=== PROVIDED TEXT ===
= Beginning of Section =

July 23, 2008
An intense thunderstorm burst open over the city at around 3 p.m. on Sunday, dumping one to two inches of rain on Dorchester in less than an hour and firing hundreds of lightning bolts, including one that laid down ten men taking shelter after a soccer game in Harambee Park, also known as Franklin Field.
When paramedics arrived at the Talbot Ave scene, one man was in cardiac arrest and three were still unconscious, according to a spokeswoman for Boston EMS, and all had burns on their skin consistent with a lightning strike. Out of the ten taken to area hospitals, seven remain hospitalized and five were still in intensive care as of Monday.
"It's just really bad right now," said Daniel Janito Reyes in a phone interview this week. "There's a lot of families calling me two brothers are in the hospital."
Reyes organizes the El Salvadorean Soccer League that several -if not all - of the victims were part of. "I was under the tree just a half an hour before it hit," he said.

= End of Section =

=== YOUR TASKS ===
**a.** Update the lightning strike article by rewriting the stretch from "July 23, 2008" through "as of Monday.", with "paramedics" replaced by "emergency crews".
**b.** According to the lightning strike article, how many of the men were still in intensive care as of Monday?

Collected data
= Beginning of Section =

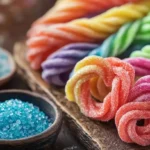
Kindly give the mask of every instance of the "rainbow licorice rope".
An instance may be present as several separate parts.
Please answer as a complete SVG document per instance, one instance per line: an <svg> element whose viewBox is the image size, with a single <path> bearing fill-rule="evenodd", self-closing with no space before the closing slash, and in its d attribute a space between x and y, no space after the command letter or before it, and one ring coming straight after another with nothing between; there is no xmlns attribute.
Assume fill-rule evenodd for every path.
<svg viewBox="0 0 150 150"><path fill-rule="evenodd" d="M127 102L133 82L130 64L118 58L90 56L76 64L65 87L66 97L76 102L85 116L108 121ZM91 93L103 103L95 101Z"/></svg>
<svg viewBox="0 0 150 150"><path fill-rule="evenodd" d="M115 122L120 138L127 143L150 145L150 76L139 79L129 94L130 103L123 105ZM138 126L139 120L144 121Z"/></svg>
<svg viewBox="0 0 150 150"><path fill-rule="evenodd" d="M94 54L103 57L116 56L126 52L125 55L127 56L130 49L132 49L132 51L135 50L134 46L136 47L137 43L141 43L141 45L149 43L150 30L147 28L149 24L150 15L136 22L125 24L116 34L106 39L100 47L95 44L93 46L93 44L90 43L79 43L61 48L59 52L56 51L54 53L55 57L52 55L44 61L43 64L46 64L48 67L44 67L45 65L43 65L43 78L49 83L53 83L55 85L65 85L66 80L64 80L62 76L68 77L68 73L73 69L74 65L90 52L91 53L89 55ZM129 48L129 46L131 48ZM94 49L94 47L96 49ZM134 53L139 54L140 52ZM74 55L75 57L73 57ZM122 57L122 55L120 56ZM62 61L64 61L64 63L62 63ZM61 72L59 68L61 68Z"/></svg>
<svg viewBox="0 0 150 150"><path fill-rule="evenodd" d="M150 45L147 45L141 49L141 51L134 51L130 57L144 57L150 59Z"/></svg>
<svg viewBox="0 0 150 150"><path fill-rule="evenodd" d="M78 19L44 29L27 41L27 58L33 69L39 69L49 54L74 42L95 42L105 39L121 25L142 18L150 11L150 1L112 8L91 19ZM132 15L131 15L132 14Z"/></svg>
<svg viewBox="0 0 150 150"><path fill-rule="evenodd" d="M134 51L131 58L125 59L134 69L136 76L150 75L150 45L142 48L141 51Z"/></svg>
<svg viewBox="0 0 150 150"><path fill-rule="evenodd" d="M128 50L131 44L149 42L150 14L143 19L125 24L116 33L108 37L103 44L93 50L89 55L102 57L118 56Z"/></svg>
<svg viewBox="0 0 150 150"><path fill-rule="evenodd" d="M98 44L76 43L62 47L42 64L42 77L48 83L64 86L75 64L88 55Z"/></svg>
<svg viewBox="0 0 150 150"><path fill-rule="evenodd" d="M33 23L28 35L33 36L43 26L68 22L132 1L136 0L58 0L52 9Z"/></svg>

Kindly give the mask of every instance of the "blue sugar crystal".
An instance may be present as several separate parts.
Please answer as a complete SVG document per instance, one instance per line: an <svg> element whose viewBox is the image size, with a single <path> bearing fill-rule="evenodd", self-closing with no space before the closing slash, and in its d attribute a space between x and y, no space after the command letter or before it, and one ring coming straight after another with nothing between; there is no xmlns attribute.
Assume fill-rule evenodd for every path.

= End of Section =

=== YOUR WRITTEN ANSWERS ===
**a.**
July 23, 2008
An intense thunderstorm burst open over the city at around 3 p.m. on Sunday, dumping one to two inches of rain on Dorchester in less than an hour and firing hundreds of lightning bolts, including one that laid down ten men taking shelter after a soccer game in Harambee Park, also known as Franklin Field.
When emergency crews arrived at the Talbot Ave scene, one man was in cardiac arrest and three were still unconscious, according to a spokeswoman for Boston EMS, and all had burns on their skin consistent with a lightning strike. Out of the ten taken to area hospitals, seven remain hospitalized and five were still in intensive care as of Monday.

**b.** Five.